Copy all of the data below unchanged, except swap every "smallest" for "tightest".

** Start Provided data **

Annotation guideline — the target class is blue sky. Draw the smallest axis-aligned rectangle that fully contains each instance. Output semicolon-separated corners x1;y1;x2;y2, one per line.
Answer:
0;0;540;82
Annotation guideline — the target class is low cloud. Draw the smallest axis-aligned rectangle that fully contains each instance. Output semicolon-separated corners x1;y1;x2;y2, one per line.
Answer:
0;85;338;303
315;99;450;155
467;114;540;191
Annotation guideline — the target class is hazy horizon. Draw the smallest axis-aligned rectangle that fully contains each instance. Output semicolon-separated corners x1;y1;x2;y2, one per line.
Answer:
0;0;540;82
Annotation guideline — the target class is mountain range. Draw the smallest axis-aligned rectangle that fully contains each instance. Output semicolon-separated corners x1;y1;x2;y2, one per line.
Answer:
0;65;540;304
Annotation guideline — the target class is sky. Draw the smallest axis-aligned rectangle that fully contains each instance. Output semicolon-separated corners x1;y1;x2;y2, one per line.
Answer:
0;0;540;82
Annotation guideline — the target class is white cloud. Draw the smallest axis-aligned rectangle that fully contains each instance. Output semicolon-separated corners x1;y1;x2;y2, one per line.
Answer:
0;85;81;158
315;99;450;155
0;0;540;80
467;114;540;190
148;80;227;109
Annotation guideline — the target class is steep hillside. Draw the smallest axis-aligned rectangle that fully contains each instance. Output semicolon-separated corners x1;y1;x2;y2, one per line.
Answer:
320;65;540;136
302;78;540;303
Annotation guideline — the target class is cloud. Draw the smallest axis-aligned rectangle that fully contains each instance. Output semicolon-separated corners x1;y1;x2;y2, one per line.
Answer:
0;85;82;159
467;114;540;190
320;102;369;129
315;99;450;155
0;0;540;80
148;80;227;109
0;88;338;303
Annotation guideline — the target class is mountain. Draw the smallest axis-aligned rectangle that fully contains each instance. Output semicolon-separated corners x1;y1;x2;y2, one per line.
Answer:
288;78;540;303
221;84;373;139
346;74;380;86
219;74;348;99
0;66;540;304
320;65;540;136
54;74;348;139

** End Provided data **

● **Solution for this task**
Annotation guideline — the target class is blue sky. Draw the tightest axis-aligned rectangle that fully contains each instance. Output semicolon-separated corners x1;y1;x2;y2, one per line.
Answer:
0;0;540;82
Annotation guideline — the target class is low cloud. Draw the tightest axis-aligned rectangle that fully contains each instance. Output semicolon-separated corners x1;y1;x2;y2, one per line.
Answer:
0;85;338;303
315;99;450;155
467;114;540;191
Annotation guideline — the target class is hazy horizon. Draw the tightest axis-aligned rectangle that fully contains each instance. Output semicolon-separated corners x1;y1;x2;y2, one per line.
Answer:
0;0;540;82
Annotation guideline — the target class is mountain range. Draw the tightest axis-aligned rectangle that fully contains each instance. Output semicolon-separated corners x1;y1;x2;y2, one per line.
Answer:
0;65;540;304
Annotation guideline — the target class is sky. Draw the tightest axis-aligned rectangle that fully contains each instance. Output semicolon-separated corners x1;y1;x2;y2, one per line.
Answer:
0;0;540;82
Annotation guideline — the target class is white cloud. Draw the tightest axis-aligned rectangle that fully contains each instance. Output semicolon-separated corners x1;y1;x2;y2, one per line.
Answer:
0;85;81;158
315;99;450;155
0;0;540;80
467;114;540;190
148;80;227;109
Annotation guideline — the target class is steep hillside. Draw the tightest axis-aligned rectangle that fully contains each instance. Output semicolon-separated corners x1;y1;x2;y2, one per line.
Answer:
320;65;540;136
302;78;540;303
Annotation guideline — the target class is cloud. Draw the tightest axis-aligned rectangle that fully contains each instance. Output semicolon-separated corners x1;y1;x2;y2, one per line.
Answer:
0;85;82;159
467;114;540;190
320;102;369;129
315;99;450;155
0;0;540;80
148;80;227;109
0;88;338;303
Annotation guideline — the target class is mountain. Draw the tightest axis-aligned rectangle that fully contains each instance. Output semicolon-separated corners x1;y1;x2;y2, one per line.
Answer:
288;78;540;303
221;84;373;139
346;74;380;86
219;74;348;99
0;66;540;304
320;65;540;136
54;74;348;139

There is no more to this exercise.